**PROBLEM DESCRIPTION:** What is needed is an exact repeat of the lines from the line containing "Please spot the woman's right" through the final line of the entries below, and nothing else.

[Start of DATA ROWS]

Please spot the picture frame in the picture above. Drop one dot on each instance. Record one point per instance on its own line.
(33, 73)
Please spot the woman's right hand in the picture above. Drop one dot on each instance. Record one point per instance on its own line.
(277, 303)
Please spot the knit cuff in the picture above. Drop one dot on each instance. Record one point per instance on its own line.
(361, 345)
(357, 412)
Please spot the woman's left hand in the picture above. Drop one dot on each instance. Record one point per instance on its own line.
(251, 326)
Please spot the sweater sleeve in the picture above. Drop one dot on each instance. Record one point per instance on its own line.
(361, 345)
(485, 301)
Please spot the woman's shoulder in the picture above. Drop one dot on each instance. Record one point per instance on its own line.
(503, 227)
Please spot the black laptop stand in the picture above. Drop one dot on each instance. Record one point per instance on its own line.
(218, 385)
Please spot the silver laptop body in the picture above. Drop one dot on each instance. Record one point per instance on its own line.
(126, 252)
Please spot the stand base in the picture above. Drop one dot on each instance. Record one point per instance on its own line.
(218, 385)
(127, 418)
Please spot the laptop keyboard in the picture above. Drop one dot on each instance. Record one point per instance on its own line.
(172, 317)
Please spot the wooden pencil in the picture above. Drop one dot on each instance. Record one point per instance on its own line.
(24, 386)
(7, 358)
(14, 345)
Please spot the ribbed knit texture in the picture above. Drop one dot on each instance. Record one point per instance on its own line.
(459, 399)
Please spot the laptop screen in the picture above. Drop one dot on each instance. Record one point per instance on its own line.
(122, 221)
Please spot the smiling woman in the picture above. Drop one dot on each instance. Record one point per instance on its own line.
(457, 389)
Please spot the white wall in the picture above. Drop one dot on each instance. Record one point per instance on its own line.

[End of DATA ROWS]

**SOLUTION TO THIS EXERCISE:**
Please spot the woman's right hand in the picture above. Drop one dot on each instance. Record one point per instance on its own line.
(277, 303)
Please spot the knit cuff in the picture above. Drop one dot on each instance. Record one point per instance on its own line.
(361, 345)
(357, 412)
Please spot the woman's left hand in the picture above. Drop one dot on each instance. Record one point per instance on its own line.
(251, 326)
Please spot the sweater sleeve in the picture above. Drop one dot on each instance. Record one point per instance on its own line.
(361, 345)
(485, 301)
Please spot the woman's shoulder in the picture above. Drop one dot on each instance. Record one point per instance on its own line.
(503, 227)
Please spot the black laptop stand in the picture above. Drop one dot on each instance. Record one point per instance on its own line.
(218, 385)
Please spot the silver laptop body in the picture above. Drop one dot on each instance. Record one point per instance on its own line.
(126, 252)
Please spot the stand base in the picture above. Drop one dot on each instance. Record one point per instance on its own line.
(218, 385)
(127, 418)
Please spot the laptop keyboard in the picture above. Drop one dot on each instance. Record one point per instance on its own line.
(172, 317)
Please spot the wooden pencil in the picture above. Drop one dot on each instance. Record one point per instance on its own line.
(24, 386)
(7, 358)
(14, 345)
Please spot the ribbed knit texture in the picture above. Drop one dot on each instance. Record one point per instance on its own line.
(459, 399)
Please spot the laptop screen in the picture above. Drop one dot on each instance. Record one point per instance on its own line.
(122, 221)
Please spot the smiling woman in the picture above. Drop one dot on each instance. Record one point per instance on its own line.
(457, 389)
Please spot the white wall in the picture above. Drop one dot on each instance. Record one point per instance on its own line.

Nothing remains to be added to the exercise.